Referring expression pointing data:
****************

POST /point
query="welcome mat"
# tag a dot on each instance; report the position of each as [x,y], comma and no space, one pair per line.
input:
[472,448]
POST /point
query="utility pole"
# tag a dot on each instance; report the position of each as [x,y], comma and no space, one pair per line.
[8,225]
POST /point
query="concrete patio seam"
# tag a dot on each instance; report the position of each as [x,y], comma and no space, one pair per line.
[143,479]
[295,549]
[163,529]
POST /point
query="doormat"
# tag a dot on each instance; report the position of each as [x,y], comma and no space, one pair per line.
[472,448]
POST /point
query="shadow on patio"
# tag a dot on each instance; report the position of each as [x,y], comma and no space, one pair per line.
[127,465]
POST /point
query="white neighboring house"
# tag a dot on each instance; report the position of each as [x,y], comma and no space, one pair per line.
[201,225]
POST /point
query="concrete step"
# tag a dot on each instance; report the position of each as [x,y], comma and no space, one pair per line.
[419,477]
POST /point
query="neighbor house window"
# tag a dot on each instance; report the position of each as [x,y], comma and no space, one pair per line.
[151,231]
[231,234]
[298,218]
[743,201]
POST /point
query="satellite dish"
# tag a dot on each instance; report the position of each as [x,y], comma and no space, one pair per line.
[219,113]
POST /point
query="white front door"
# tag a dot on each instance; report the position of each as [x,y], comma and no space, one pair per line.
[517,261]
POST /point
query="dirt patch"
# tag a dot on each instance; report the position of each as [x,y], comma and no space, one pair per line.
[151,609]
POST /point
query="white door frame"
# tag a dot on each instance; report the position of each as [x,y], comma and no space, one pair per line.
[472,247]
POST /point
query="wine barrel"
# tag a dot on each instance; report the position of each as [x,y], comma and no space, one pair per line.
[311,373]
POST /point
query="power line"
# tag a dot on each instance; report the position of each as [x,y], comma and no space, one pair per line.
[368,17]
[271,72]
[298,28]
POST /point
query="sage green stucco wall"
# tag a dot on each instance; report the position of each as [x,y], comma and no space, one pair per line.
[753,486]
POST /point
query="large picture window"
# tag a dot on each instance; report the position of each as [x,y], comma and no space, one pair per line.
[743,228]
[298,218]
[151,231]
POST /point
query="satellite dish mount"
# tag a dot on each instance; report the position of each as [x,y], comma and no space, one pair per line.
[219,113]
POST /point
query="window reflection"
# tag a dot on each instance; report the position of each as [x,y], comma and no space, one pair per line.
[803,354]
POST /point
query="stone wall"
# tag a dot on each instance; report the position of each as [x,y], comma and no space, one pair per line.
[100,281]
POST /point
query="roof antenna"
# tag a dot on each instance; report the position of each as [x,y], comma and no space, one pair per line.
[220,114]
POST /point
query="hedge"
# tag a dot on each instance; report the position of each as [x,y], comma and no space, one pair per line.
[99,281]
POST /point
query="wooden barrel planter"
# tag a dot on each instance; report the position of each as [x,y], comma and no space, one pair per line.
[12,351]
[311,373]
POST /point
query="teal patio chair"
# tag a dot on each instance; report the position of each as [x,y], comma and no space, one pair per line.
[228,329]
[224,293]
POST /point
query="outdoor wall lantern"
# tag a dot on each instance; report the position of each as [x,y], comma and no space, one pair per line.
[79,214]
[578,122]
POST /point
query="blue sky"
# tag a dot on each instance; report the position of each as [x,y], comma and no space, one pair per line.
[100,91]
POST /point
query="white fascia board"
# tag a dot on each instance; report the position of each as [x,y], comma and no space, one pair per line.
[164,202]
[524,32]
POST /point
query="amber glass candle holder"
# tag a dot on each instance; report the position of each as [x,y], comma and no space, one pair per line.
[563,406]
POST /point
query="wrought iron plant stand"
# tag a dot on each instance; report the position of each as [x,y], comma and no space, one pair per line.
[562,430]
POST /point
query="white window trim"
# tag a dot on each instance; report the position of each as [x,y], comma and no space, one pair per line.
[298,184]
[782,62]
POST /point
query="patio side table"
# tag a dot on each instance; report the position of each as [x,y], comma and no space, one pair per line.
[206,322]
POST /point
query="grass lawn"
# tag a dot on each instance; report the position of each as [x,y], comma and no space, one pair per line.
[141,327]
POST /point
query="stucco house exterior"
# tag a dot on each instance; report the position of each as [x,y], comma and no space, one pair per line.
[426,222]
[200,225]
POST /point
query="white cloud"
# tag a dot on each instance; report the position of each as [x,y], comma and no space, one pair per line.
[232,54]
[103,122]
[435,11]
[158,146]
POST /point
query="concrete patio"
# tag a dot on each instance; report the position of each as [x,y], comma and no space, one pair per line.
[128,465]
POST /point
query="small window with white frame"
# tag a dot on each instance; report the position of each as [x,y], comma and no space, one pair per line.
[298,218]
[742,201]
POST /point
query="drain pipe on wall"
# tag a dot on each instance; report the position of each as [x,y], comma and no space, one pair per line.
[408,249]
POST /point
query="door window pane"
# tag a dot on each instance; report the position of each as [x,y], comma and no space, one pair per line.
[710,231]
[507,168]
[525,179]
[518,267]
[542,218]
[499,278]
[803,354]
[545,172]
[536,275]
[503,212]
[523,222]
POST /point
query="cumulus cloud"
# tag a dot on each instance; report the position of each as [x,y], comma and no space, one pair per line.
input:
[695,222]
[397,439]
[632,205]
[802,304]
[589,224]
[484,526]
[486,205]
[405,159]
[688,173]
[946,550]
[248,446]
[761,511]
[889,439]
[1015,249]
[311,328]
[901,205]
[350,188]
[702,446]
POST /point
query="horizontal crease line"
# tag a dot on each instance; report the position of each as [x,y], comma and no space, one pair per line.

****************

PROBLEM REQUIREMENTS
State how many lines above contain the word "house", and nothing more.

ANSWER SPACE
3